● **抜粋**:
::::::

倉富竜太、中島健
大分県職員だった男性が2018年、庁舎内で自殺したことをめぐり、地方公務員災害補償基金県支部が民間の労災にあたる公務災害と認定したことを24日、男性の遺族が明らかにした。基金は「公務を有力な原因として発症した精神疾患の経過として自殺に至った」とし、長時間労働と自殺との因果関係を認めた。遺族側は県に対し、損害賠償を求めて提訴する方針。
亡くなったのは富松大貴さん(当時26)。遺族側によると、富松さんは2014年、県職員に採用された。18年4月に福祉保健企画課に異動し、主事として決算業務を担当。本格的な決算業務は初めてだったという。
富松さんは18年6月9日夜、職場で自殺した。遺族側は亡くなる直前の1カ月間の時間外労働時間が、労働災害認定基準で「過労死ライン」と呼ばれる100時間を超える114時間に達するなど「深夜残業や休日出勤を繰り返し、うつ病になった」と主張。19年6月に公務災害認定を請求した。
基金は今月21日付の通知で、富松さんの発症前1カ月間の時間外労働を102時間と認定。業務上の困難に直面し、締め切りを過ぎる中で時間外や12日連続の勤務で「強度の精神的または肉体的負荷が生じた」とし、公務災害と認めた。一方、周囲の支援や引き継ぎが不十分だったという遺族の主張について、基金は「周囲の支援を継続的に受けていた」「引き継ぎが不十分だったとは認められない」などと認めなかった。

::::::

● **課題指示**:
公務災害認定の記事から、「基金は今月21日付の通知で、」で始まり「れない」などと認めなかった。」で終わる部分を、両端の語句も含めて一字一句そのまま書き写しなさい。

● **提供情報**:

::::::

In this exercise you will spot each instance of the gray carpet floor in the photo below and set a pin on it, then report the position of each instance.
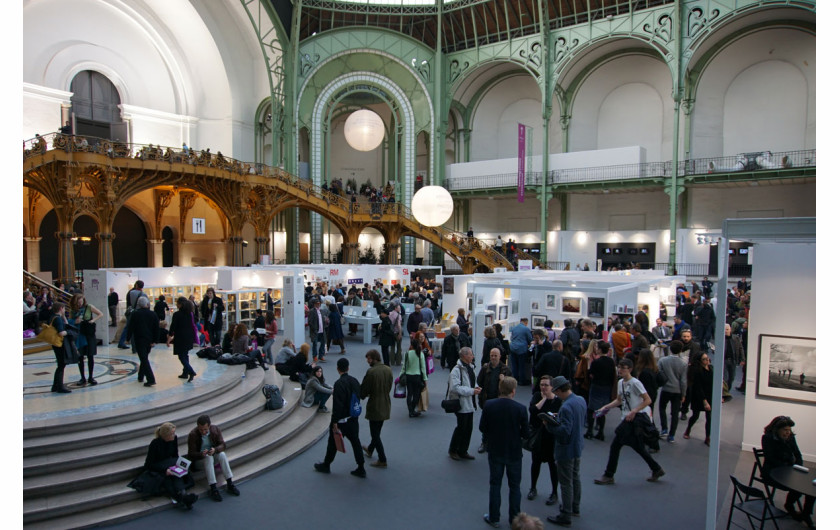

::::::

● **記述解答**:
基金は今月21日付の通知で、富松さんの発症前1カ月間の時間外労働を102時間と認定。業務上の困難に直面し、締め切りを過ぎる中で時間外や12日連続の勤務で「強度の精神的または肉体的負荷が生じた」とし、公務災害と認めた。一方、周囲の支援や引き継ぎが不十分だったという遺族の主張について、基金は「周囲の支援を継続的に受けていた」「引き継ぎが不十分だったとは認められない」などと認めなかった。